>> start AVAILABLE DATA
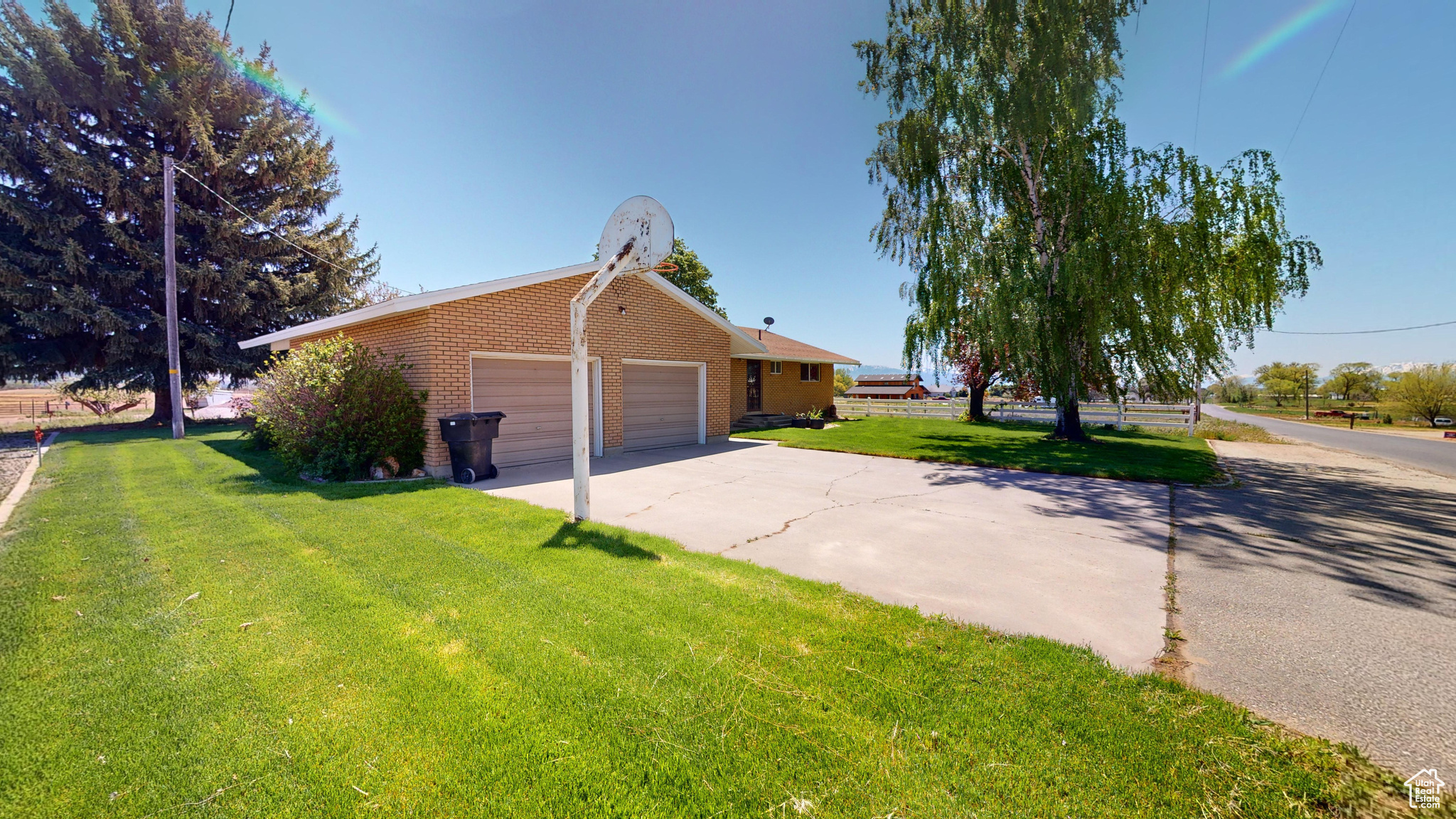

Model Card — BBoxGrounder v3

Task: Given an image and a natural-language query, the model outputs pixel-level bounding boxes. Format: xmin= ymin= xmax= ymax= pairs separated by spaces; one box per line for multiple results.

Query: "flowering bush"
xmin=250 ymin=333 xmax=427 ymax=481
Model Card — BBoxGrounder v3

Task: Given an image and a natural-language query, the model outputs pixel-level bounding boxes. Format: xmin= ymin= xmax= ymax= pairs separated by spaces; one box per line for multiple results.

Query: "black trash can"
xmin=439 ymin=412 xmax=505 ymax=484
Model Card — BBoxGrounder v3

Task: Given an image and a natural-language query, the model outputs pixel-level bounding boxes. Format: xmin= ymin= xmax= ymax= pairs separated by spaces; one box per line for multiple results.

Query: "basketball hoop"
xmin=571 ymin=197 xmax=677 ymax=520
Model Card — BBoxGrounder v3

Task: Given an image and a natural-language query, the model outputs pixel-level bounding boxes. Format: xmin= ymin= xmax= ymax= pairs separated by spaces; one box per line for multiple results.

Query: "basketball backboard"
xmin=597 ymin=197 xmax=673 ymax=271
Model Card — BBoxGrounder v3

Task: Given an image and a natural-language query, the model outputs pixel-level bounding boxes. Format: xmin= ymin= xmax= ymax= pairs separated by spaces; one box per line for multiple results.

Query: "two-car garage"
xmin=471 ymin=353 xmax=706 ymax=466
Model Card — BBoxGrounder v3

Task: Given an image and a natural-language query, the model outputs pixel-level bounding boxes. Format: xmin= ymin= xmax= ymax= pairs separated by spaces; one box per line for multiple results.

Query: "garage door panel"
xmin=471 ymin=358 xmax=596 ymax=466
xmin=621 ymin=364 xmax=699 ymax=451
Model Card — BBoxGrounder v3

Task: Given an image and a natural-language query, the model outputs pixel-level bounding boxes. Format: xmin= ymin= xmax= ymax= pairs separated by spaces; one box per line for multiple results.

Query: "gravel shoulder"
xmin=1177 ymin=430 xmax=1456 ymax=774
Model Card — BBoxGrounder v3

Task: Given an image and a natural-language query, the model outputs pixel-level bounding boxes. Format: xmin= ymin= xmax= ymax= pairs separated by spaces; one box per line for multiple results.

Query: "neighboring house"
xmin=845 ymin=375 xmax=931 ymax=398
xmin=731 ymin=326 xmax=859 ymax=418
xmin=240 ymin=262 xmax=850 ymax=475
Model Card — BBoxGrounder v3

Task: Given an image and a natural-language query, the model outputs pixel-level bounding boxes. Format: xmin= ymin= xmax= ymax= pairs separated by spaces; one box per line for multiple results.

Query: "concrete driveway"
xmin=476 ymin=440 xmax=1169 ymax=670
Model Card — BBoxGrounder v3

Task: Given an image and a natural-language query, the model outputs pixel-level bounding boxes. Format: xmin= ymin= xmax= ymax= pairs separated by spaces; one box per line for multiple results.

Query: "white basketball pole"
xmin=161 ymin=156 xmax=186 ymax=439
xmin=571 ymin=239 xmax=636 ymax=520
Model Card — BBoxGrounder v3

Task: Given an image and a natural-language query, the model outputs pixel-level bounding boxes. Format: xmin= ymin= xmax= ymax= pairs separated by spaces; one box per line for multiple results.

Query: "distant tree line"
xmin=1207 ymin=361 xmax=1456 ymax=427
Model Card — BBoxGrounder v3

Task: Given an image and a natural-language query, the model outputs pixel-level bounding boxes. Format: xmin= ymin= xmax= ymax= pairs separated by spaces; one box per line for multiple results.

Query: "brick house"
xmin=729 ymin=326 xmax=859 ymax=418
xmin=240 ymin=262 xmax=850 ymax=476
xmin=845 ymin=373 xmax=931 ymax=398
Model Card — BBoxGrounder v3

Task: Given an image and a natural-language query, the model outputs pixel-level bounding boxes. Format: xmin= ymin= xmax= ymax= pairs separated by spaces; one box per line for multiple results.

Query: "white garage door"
xmin=621 ymin=364 xmax=697 ymax=451
xmin=471 ymin=358 xmax=596 ymax=466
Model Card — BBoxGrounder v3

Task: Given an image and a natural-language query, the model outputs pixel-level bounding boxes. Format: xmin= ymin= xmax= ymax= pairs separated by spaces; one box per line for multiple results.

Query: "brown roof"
xmin=738 ymin=325 xmax=859 ymax=366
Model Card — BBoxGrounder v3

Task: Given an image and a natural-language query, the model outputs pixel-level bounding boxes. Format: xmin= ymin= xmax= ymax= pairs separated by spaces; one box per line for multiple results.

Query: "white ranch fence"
xmin=835 ymin=395 xmax=1195 ymax=437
>> end AVAILABLE DATA
Lay out all of the lines above as a numbered list, skipping any blank lines and leaving the pictures out of your answer.

RESULT OF THIS TASK |
1. Model Card — BBoxGrounder v3
2. Task: Given an image and a natural-language query, the model outputs pixel-level bounding boxes. Format: xmin= ymin= xmax= ymax= pairs separated by spaces; one box per line for multiple results.
3. Query: "flowering bush"
4. xmin=250 ymin=333 xmax=427 ymax=481
5. Model Card — BBoxGrounder v3
6. Task: Given an image and a natural-language query, the model outputs pixel-level bounding boxes. Format: xmin= ymin= xmax= ymax= pairs separated by spaces; one box per line for multiple results.
7. Query: "black trash can"
8. xmin=439 ymin=412 xmax=505 ymax=484
9. Model Card — BBoxGrounder v3
10. Task: Given an image and a natural-language query, the model outputs pixel-level bounding boxes. Format: xmin= ymin= xmax= ymax= pairs separated by spaces; one box per line for multiple results.
11. Query: "basketball hoop"
12. xmin=571 ymin=197 xmax=677 ymax=520
13. Model Card — BBoxGrounder v3
14. Task: Given an image and a natural-language query, the model outputs pixel-level bounding boxes. Format: xmin= ymin= xmax= ymax= pairs separated by spaces; one box per line for multiple results.
15. Query: "basketball backboard"
16. xmin=597 ymin=197 xmax=673 ymax=271
17. Model Card — BBoxGrounder v3
18. Task: Given an image and a natural-language query, the model outputs pixel-level bounding boxes. Format: xmin= ymin= xmax= ymax= pairs separated by spaces; one box per line for multiple results.
19. Query: "two-car garage"
20. xmin=471 ymin=353 xmax=706 ymax=466
21. Model Card — BBoxGrounder v3
22. Task: Given an image and a natural-language query, the model outputs pixel-level bounding boxes. Format: xmin= ymin= xmax= ymax= pairs separated by spaces; one box per line for multiple results.
23. Query: "garage door panel"
24. xmin=471 ymin=358 xmax=596 ymax=466
25. xmin=621 ymin=364 xmax=699 ymax=451
26. Model Card — BBoxGrounder v3
27. Task: Given an image and a natural-language query, the model outputs pixel-level bounding boxes. Format: xmin= ymin= xmax= ymax= pairs separated by spaces; one box per line for multiple results.
28. Query: "gravel shoulder"
29. xmin=1177 ymin=430 xmax=1456 ymax=774
30. Model Card — BBoxGrounder v3
31. Task: Given an image and a natural-language query, the model outputs pixel-level bounding boxes. Format: xmin= ymin= xmax= ymax= pairs separated by spaces; one box per line for multiple results.
32. Query: "neighboring house"
33. xmin=845 ymin=375 xmax=931 ymax=398
34. xmin=731 ymin=326 xmax=859 ymax=418
35. xmin=240 ymin=262 xmax=850 ymax=475
36. Model Card — BBoxGrounder v3
37. Task: Given an image and a natural-language query, the model outputs pixel-level bounding boxes. Format: xmin= ymin= xmax= ymax= pairs separated by spaces; one box per line for multiple results.
38. Query: "concrete driveway"
39. xmin=476 ymin=440 xmax=1169 ymax=670
40. Model Card — BBoxGrounder v3
41. Task: Given an image and a natural-language query, the model outputs pixel-level bounding boxes. Format: xmin= ymin= xmax= ymax= pairs separated by spaces; one box per line for multiple results.
42. Query: "white basketball pole"
43. xmin=161 ymin=156 xmax=186 ymax=439
44. xmin=571 ymin=239 xmax=636 ymax=520
45. Model Card — BBoxGrounder v3
46. Task: Given an image and a natural-language query, the model outputs pixel-level bounding boxes. Format: xmin= ymin= xmax= ymax= pairs separated by spaces; one box per line for multiple results.
47. Query: "distant tree line"
48. xmin=1207 ymin=361 xmax=1456 ymax=427
49. Model Card — BBoxGrounder v3
50. Task: Given an image and a natural-language query, the model outputs pixel-level bounding boxes. Format: xmin= ymin= xmax= ymax= pairs separated by spaces; one box per line for multiple results.
51. Query: "brick house"
52. xmin=729 ymin=326 xmax=859 ymax=418
53. xmin=240 ymin=262 xmax=850 ymax=476
54. xmin=845 ymin=373 xmax=931 ymax=398
55. Model Card — BBoxGrounder v3
56. Task: Given an image and a natural-language query, the model outputs pixel-level bounding boxes. Format: xmin= ymin= xmax= ymax= pairs separated by spaces; one box per line for multiple results.
57. Query: "white garage door"
58. xmin=621 ymin=364 xmax=697 ymax=451
59. xmin=471 ymin=358 xmax=596 ymax=466
60. Model Card — BBoxGrounder v3
61. Task: Given an image and a natural-language query, the model outputs pixel-level bounding boxes. Format: xmin= ymin= xmax= ymax= pairs separated by spaces; one box per line for multiple results.
62. Query: "brown roof"
63. xmin=738 ymin=325 xmax=859 ymax=366
64. Model Card — BBoxGrounder v3
65. Task: Given an image and a natural-language query, the model outputs pixel-level bounding boxes. Format: xmin= ymin= xmax= ymax= pairs separated by spaces; one box per line for multiple results.
66. Query: "white ranch fence"
67. xmin=835 ymin=395 xmax=1195 ymax=437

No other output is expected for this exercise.